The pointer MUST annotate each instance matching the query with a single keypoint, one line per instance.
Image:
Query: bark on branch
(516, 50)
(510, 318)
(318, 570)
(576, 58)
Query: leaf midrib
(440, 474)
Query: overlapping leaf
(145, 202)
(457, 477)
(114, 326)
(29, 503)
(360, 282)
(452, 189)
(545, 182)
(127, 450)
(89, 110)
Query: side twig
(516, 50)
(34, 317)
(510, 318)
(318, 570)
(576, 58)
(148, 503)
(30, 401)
==============================
§ WORK TO COMPLETE: Print all of the items above again, line for line, with no changes.

§ COMPLETED TASK:
The pointer MUST annotate each instance matching the query with a single keypoint, one line per instance.
Image:
Query: bark on branch
(516, 50)
(510, 318)
(318, 570)
(576, 58)
Query: leaf midrib
(440, 474)
Query: overlapping leaf
(145, 202)
(457, 477)
(114, 326)
(29, 503)
(360, 282)
(452, 189)
(545, 182)
(127, 450)
(89, 110)
Query: side twig
(516, 50)
(34, 317)
(510, 318)
(318, 570)
(576, 58)
(148, 503)
(30, 401)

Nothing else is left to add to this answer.